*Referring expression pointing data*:
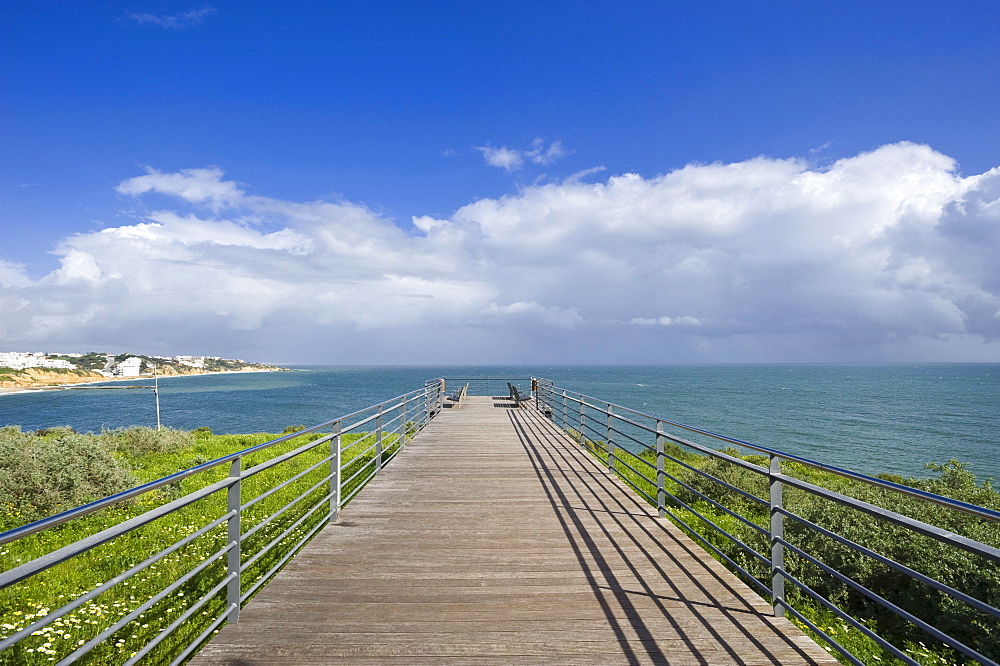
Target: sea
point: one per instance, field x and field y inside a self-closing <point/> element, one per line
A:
<point x="868" y="418"/>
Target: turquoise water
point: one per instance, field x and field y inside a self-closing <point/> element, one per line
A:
<point x="871" y="418"/>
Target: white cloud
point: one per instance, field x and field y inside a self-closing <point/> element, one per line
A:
<point x="510" y="159"/>
<point x="502" y="157"/>
<point x="539" y="154"/>
<point x="172" y="21"/>
<point x="887" y="255"/>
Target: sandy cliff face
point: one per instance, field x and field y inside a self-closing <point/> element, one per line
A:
<point x="47" y="377"/>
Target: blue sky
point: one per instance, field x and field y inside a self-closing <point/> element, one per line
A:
<point x="730" y="181"/>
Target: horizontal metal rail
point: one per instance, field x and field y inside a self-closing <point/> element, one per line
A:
<point x="607" y="428"/>
<point x="315" y="490"/>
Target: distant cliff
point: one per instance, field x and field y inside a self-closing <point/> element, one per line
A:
<point x="35" y="377"/>
<point x="11" y="378"/>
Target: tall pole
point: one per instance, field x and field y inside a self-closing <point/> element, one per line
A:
<point x="156" y="394"/>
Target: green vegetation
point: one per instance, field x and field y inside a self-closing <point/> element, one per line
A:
<point x="65" y="469"/>
<point x="957" y="568"/>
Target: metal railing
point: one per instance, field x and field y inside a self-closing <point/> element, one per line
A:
<point x="662" y="467"/>
<point x="271" y="499"/>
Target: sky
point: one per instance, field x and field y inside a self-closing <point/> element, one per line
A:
<point x="502" y="183"/>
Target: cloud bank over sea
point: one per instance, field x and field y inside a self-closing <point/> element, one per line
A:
<point x="889" y="255"/>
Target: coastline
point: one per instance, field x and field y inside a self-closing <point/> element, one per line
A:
<point x="17" y="390"/>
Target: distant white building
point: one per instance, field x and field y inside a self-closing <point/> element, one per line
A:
<point x="21" y="360"/>
<point x="130" y="367"/>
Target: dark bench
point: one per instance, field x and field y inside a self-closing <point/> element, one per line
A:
<point x="455" y="397"/>
<point x="515" y="396"/>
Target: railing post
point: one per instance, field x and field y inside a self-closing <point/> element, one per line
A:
<point x="611" y="439"/>
<point x="402" y="423"/>
<point x="661" y="477"/>
<point x="378" y="441"/>
<point x="233" y="502"/>
<point x="777" y="532"/>
<point x="336" y="478"/>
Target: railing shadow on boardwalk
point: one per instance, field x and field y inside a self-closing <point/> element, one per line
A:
<point x="565" y="486"/>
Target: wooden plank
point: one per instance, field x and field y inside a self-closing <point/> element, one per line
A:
<point x="492" y="538"/>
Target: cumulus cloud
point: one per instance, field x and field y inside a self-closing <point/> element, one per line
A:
<point x="886" y="255"/>
<point x="510" y="159"/>
<point x="502" y="157"/>
<point x="172" y="21"/>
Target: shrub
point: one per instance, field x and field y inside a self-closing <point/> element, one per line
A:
<point x="42" y="476"/>
<point x="139" y="441"/>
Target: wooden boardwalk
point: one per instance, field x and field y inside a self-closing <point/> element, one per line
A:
<point x="493" y="539"/>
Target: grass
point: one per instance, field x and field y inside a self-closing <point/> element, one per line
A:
<point x="689" y="507"/>
<point x="205" y="554"/>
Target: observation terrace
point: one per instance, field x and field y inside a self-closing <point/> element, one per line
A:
<point x="501" y="533"/>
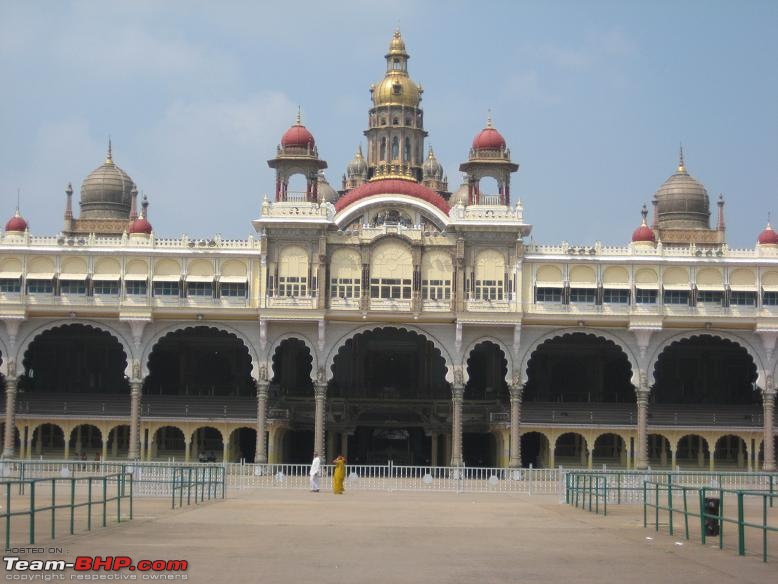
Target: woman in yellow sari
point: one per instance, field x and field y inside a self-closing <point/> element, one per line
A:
<point x="339" y="475"/>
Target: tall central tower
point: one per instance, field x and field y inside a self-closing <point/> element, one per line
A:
<point x="395" y="134"/>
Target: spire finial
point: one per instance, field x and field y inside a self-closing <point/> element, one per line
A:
<point x="681" y="165"/>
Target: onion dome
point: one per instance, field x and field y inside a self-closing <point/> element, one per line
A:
<point x="767" y="237"/>
<point x="16" y="224"/>
<point x="393" y="186"/>
<point x="141" y="226"/>
<point x="396" y="88"/>
<point x="643" y="234"/>
<point x="432" y="169"/>
<point x="489" y="138"/>
<point x="107" y="192"/>
<point x="358" y="165"/>
<point x="325" y="192"/>
<point x="682" y="201"/>
<point x="298" y="136"/>
<point x="461" y="196"/>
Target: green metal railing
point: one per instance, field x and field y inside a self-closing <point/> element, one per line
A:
<point x="581" y="488"/>
<point x="697" y="510"/>
<point x="31" y="491"/>
<point x="202" y="482"/>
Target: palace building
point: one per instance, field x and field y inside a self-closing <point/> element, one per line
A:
<point x="394" y="319"/>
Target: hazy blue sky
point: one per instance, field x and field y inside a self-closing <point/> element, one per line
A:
<point x="592" y="97"/>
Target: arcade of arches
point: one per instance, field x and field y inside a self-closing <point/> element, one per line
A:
<point x="388" y="397"/>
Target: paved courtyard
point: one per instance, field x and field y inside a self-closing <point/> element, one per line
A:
<point x="297" y="536"/>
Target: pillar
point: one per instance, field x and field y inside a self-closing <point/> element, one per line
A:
<point x="642" y="445"/>
<point x="457" y="397"/>
<point x="515" y="440"/>
<point x="135" y="395"/>
<point x="768" y="404"/>
<point x="260" y="453"/>
<point x="10" y="417"/>
<point x="320" y="397"/>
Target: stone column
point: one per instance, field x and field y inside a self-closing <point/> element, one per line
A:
<point x="515" y="442"/>
<point x="641" y="393"/>
<point x="135" y="395"/>
<point x="457" y="397"/>
<point x="10" y="416"/>
<point x="260" y="453"/>
<point x="768" y="403"/>
<point x="320" y="396"/>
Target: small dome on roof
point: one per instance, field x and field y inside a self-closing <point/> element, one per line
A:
<point x="16" y="224"/>
<point x="768" y="236"/>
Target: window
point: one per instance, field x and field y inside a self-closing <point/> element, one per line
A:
<point x="10" y="285"/>
<point x="742" y="299"/>
<point x="643" y="296"/>
<point x="167" y="289"/>
<point x="40" y="287"/>
<point x="436" y="289"/>
<point x="72" y="287"/>
<point x="233" y="289"/>
<point x="615" y="296"/>
<point x="583" y="295"/>
<point x="770" y="298"/>
<point x="106" y="288"/>
<point x="136" y="287"/>
<point x="345" y="287"/>
<point x="710" y="297"/>
<point x="489" y="289"/>
<point x="548" y="295"/>
<point x="292" y="286"/>
<point x="199" y="289"/>
<point x="390" y="288"/>
<point x="676" y="297"/>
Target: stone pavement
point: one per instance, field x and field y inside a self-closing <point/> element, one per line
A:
<point x="383" y="537"/>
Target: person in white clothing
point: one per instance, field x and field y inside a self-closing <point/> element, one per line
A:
<point x="315" y="472"/>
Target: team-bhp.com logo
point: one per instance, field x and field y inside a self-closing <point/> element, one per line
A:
<point x="88" y="568"/>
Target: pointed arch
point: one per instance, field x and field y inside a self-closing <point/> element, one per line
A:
<point x="27" y="340"/>
<point x="437" y="343"/>
<point x="598" y="333"/>
<point x="182" y="326"/>
<point x="716" y="334"/>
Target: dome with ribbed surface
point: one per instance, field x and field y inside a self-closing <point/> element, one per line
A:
<point x="682" y="202"/>
<point x="107" y="192"/>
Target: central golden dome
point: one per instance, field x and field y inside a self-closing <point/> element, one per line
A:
<point x="397" y="88"/>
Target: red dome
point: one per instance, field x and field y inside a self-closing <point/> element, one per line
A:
<point x="392" y="186"/>
<point x="489" y="139"/>
<point x="140" y="225"/>
<point x="16" y="223"/>
<point x="643" y="233"/>
<point x="768" y="236"/>
<point x="298" y="136"/>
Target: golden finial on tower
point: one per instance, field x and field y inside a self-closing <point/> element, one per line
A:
<point x="681" y="165"/>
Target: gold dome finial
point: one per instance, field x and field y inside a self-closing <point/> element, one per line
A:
<point x="681" y="165"/>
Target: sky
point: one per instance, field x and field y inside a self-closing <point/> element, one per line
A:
<point x="593" y="99"/>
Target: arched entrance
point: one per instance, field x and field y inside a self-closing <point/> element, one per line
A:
<point x="389" y="396"/>
<point x="76" y="362"/>
<point x="200" y="362"/>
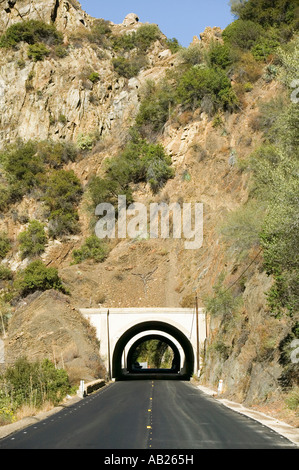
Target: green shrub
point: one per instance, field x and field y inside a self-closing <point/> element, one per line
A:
<point x="219" y="55"/>
<point x="93" y="248"/>
<point x="173" y="45"/>
<point x="38" y="52"/>
<point x="129" y="68"/>
<point x="140" y="161"/>
<point x="200" y="82"/>
<point x="146" y="35"/>
<point x="223" y="303"/>
<point x="33" y="240"/>
<point x="31" y="32"/>
<point x="94" y="77"/>
<point x="85" y="141"/>
<point x="34" y="383"/>
<point x="193" y="55"/>
<point x="63" y="192"/>
<point x="23" y="168"/>
<point x="55" y="154"/>
<point x="243" y="34"/>
<point x="142" y="39"/>
<point x="154" y="110"/>
<point x="37" y="277"/>
<point x="100" y="32"/>
<point x="5" y="273"/>
<point x="5" y="245"/>
<point x="241" y="228"/>
<point x="268" y="13"/>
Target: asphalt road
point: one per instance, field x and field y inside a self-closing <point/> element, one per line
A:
<point x="145" y="414"/>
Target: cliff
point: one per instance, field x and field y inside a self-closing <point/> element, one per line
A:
<point x="76" y="95"/>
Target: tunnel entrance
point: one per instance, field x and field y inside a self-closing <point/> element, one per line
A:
<point x="153" y="353"/>
<point x="182" y="365"/>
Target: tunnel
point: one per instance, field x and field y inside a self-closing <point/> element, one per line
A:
<point x="176" y="360"/>
<point x="186" y="369"/>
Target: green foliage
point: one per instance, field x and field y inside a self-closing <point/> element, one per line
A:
<point x="141" y="39"/>
<point x="94" y="77"/>
<point x="243" y="34"/>
<point x="155" y="107"/>
<point x="85" y="141"/>
<point x="223" y="303"/>
<point x="33" y="240"/>
<point x="242" y="228"/>
<point x="173" y="45"/>
<point x="5" y="245"/>
<point x="37" y="277"/>
<point x="200" y="82"/>
<point x="219" y="55"/>
<point x="140" y="161"/>
<point x="55" y="154"/>
<point x="38" y="52"/>
<point x="275" y="167"/>
<point x="23" y="168"/>
<point x="129" y="68"/>
<point x="5" y="273"/>
<point x="33" y="384"/>
<point x="63" y="192"/>
<point x="192" y="55"/>
<point x="93" y="248"/>
<point x="31" y="32"/>
<point x="269" y="13"/>
<point x="100" y="32"/>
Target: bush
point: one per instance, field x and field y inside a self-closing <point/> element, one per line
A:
<point x="193" y="55"/>
<point x="63" y="192"/>
<point x="142" y="39"/>
<point x="31" y="32"/>
<point x="34" y="383"/>
<point x="94" y="77"/>
<point x="173" y="45"/>
<point x="100" y="32"/>
<point x="37" y="277"/>
<point x="140" y="161"/>
<point x="198" y="83"/>
<point x="243" y="34"/>
<point x="222" y="303"/>
<point x="38" y="52"/>
<point x="129" y="68"/>
<point x="5" y="245"/>
<point x="268" y="13"/>
<point x="93" y="248"/>
<point x="56" y="154"/>
<point x="219" y="55"/>
<point x="5" y="273"/>
<point x="33" y="240"/>
<point x="154" y="110"/>
<point x="23" y="167"/>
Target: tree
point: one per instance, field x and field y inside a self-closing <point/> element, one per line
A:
<point x="38" y="277"/>
<point x="33" y="240"/>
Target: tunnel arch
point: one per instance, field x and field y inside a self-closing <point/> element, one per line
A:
<point x="164" y="339"/>
<point x="160" y="326"/>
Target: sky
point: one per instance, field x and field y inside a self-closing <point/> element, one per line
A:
<point x="180" y="19"/>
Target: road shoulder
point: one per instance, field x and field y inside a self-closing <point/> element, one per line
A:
<point x="287" y="431"/>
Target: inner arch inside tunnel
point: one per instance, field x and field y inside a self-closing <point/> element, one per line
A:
<point x="187" y="368"/>
<point x="177" y="357"/>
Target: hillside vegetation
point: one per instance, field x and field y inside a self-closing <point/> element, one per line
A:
<point x="194" y="108"/>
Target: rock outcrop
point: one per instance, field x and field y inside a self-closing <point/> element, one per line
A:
<point x="66" y="15"/>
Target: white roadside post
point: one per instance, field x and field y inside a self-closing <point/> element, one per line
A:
<point x="81" y="391"/>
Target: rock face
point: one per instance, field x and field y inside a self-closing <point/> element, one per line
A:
<point x="65" y="14"/>
<point x="131" y="19"/>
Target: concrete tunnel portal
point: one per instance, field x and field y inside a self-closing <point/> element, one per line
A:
<point x="182" y="369"/>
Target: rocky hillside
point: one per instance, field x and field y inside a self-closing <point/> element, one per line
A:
<point x="71" y="96"/>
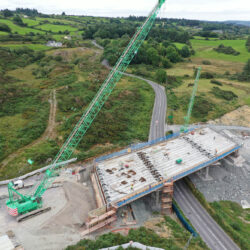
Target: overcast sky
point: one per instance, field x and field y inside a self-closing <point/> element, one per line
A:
<point x="216" y="10"/>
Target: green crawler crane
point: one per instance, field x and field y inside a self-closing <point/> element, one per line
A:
<point x="26" y="204"/>
<point x="184" y="128"/>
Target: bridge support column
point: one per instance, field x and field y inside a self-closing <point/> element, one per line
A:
<point x="167" y="198"/>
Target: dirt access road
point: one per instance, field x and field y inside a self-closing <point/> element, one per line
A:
<point x="208" y="229"/>
<point x="48" y="133"/>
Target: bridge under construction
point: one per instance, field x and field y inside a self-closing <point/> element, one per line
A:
<point x="123" y="177"/>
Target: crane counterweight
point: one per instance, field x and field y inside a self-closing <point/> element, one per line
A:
<point x="27" y="203"/>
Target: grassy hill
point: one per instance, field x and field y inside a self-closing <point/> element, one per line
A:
<point x="74" y="71"/>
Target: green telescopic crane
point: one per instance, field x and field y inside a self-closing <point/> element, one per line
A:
<point x="26" y="203"/>
<point x="184" y="128"/>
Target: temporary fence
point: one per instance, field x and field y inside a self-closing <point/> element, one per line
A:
<point x="138" y="146"/>
<point x="184" y="221"/>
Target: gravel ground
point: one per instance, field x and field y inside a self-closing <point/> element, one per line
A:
<point x="229" y="181"/>
<point x="57" y="228"/>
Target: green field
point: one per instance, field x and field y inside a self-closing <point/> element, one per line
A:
<point x="30" y="22"/>
<point x="3" y="33"/>
<point x="204" y="49"/>
<point x="32" y="46"/>
<point x="53" y="20"/>
<point x="20" y="30"/>
<point x="56" y="28"/>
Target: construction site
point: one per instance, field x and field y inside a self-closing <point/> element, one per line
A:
<point x="116" y="191"/>
<point x="122" y="190"/>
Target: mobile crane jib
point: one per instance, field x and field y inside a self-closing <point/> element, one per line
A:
<point x="26" y="203"/>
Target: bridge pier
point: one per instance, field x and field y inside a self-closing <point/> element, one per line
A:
<point x="167" y="198"/>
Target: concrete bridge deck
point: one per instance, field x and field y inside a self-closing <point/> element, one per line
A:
<point x="128" y="177"/>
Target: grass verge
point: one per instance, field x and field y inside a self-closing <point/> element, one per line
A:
<point x="229" y="215"/>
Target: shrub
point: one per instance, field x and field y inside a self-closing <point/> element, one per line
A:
<point x="161" y="76"/>
<point x="207" y="75"/>
<point x="206" y="62"/>
<point x="226" y="50"/>
<point x="216" y="82"/>
<point x="4" y="27"/>
<point x="202" y="107"/>
<point x="58" y="58"/>
<point x="223" y="94"/>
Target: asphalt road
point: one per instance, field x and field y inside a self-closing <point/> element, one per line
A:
<point x="208" y="229"/>
<point x="157" y="126"/>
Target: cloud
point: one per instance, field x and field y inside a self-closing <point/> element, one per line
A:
<point x="195" y="9"/>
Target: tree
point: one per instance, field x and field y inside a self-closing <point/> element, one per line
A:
<point x="18" y="20"/>
<point x="245" y="75"/>
<point x="4" y="27"/>
<point x="248" y="44"/>
<point x="173" y="55"/>
<point x="7" y="13"/>
<point x="166" y="63"/>
<point x="153" y="56"/>
<point x="185" y="52"/>
<point x="161" y="76"/>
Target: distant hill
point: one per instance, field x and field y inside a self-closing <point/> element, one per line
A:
<point x="246" y="23"/>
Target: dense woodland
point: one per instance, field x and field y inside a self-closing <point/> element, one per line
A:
<point x="171" y="42"/>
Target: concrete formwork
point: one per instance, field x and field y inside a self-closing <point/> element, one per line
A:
<point x="147" y="169"/>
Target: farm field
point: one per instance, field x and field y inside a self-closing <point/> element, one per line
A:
<point x="20" y="30"/>
<point x="204" y="49"/>
<point x="35" y="47"/>
<point x="56" y="28"/>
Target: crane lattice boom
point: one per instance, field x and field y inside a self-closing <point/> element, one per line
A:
<point x="89" y="115"/>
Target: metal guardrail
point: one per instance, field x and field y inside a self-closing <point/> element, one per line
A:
<point x="184" y="221"/>
<point x="175" y="178"/>
<point x="139" y="146"/>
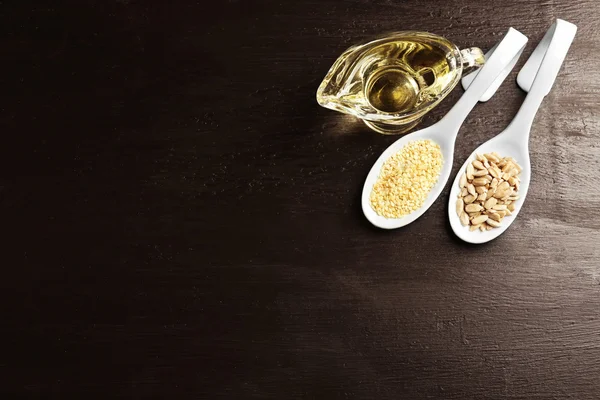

*WHAT THE TASK REQUIRES*:
Copy every line where the word "railing" is present in the entries above.

*RESPONSE FOR THIS EXERCISE*:
Target: metal railing
Target: railing post
Target: railing shadow on boardwalk
Target: green metal railing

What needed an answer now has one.